:: Exercise objective ::
Reproduce word for word the part of the gratitude post below that begins at the words "Another incident that" and stops after "to take over.".

Recently while I was traveling by train back home from classes, I saw a boy walking on the platform waiting for a train. From far he looked like a normal fellow. But as my train approached closer, I took a closer look at him because there was something different in him. When I saw him, I was completely taken surprised. His face was just mere skeleton. The whole face was burnt and he was left with just a little flesh on his face. He looked so gross.
That time I thanked God for what I am and his grace upon me and for keeping me safe thus far.
Another incident that really grossed me out. The other day my mother had gone down for a walk and she saw a huge crowd gathered at a close by junction. It was a man who had been run over a truck. If that wasn't bad, let me tell you more. That man had been run over by a truck on his head. His head disintegrated into small pieces and his brain squeezed out all over the place. After a while, people couldn't even find traces of his head and blood kept oozing out of his body. People scrambled around and gathered mud to put on his body to stop the bleeding. Then they covered his body and waited for the responsible(police, ambulance) to take over.
The next day we came to know that that man who died was a colleague of my friend's father. That man had a good day at work that day. That evening he was traveling to the school to pick up his two daughters. But who knew that was the last day in his life...
When I look back I just got to say that I am thankful to God for what I am, how he has preserved me thus far. Every step that I take is according to his will and all planned in his sovereign will. The good health that he has given me, for keeping me from harm and illness is all just by his grace and his mercy upon me.
Life is so small and unpredictable, who knows what can happen tomorrow or the very next moment.
Give thanks to God for what he is to you, thats all that we can do and lets live for Christ.

:: Given data ::
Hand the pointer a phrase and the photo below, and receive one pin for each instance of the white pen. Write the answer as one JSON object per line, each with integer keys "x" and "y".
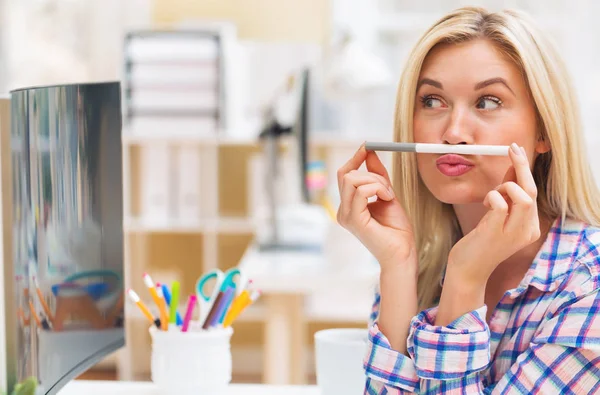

:: Output ::
Another incident that really grossed me out. The other day my mother had gone down for a walk and she saw a huge crowd gathered at a close by junction. It was a man who had been run over a truck. If that wasn't bad, let me tell you more. That man had been run over by a truck on his head. His head disintegrated into small pieces and his brain squeezed out all over the place. After a while, people couldn't even find traces of his head and blood kept oozing out of his body. People scrambled around and gathered mud to put on his body to stop the bleeding. Then they covered his body and waited for the responsible(police, ambulance) to take over.